Pick out every line in the entries below that contains the string "racket", and copy each one. Matching is case-sensitive.

--- Start THE DATA ---

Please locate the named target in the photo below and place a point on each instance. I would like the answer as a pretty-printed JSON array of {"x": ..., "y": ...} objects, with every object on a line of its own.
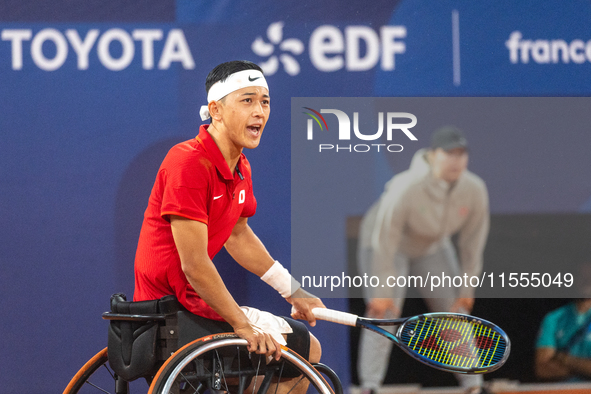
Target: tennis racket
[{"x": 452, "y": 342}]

--- End THE DATA ---
--- Start THE DATA ---

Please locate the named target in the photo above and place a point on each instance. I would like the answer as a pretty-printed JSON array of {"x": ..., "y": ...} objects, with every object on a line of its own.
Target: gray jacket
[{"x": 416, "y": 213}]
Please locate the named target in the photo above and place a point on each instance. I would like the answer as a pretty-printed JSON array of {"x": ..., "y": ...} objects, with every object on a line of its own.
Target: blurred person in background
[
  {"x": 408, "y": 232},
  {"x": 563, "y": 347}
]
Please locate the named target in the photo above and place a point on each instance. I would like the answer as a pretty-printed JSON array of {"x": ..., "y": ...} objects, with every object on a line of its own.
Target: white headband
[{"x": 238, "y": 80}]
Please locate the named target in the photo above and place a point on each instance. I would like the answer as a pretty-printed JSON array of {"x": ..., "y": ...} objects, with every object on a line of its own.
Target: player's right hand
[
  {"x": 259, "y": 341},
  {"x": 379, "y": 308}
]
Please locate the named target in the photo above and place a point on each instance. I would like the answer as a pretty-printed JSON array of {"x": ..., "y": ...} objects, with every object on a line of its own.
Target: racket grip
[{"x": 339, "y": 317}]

--- End THE DATA ---

_RESULT OF THIS EXERCISE_
Target: tennis racket
Target: racket grip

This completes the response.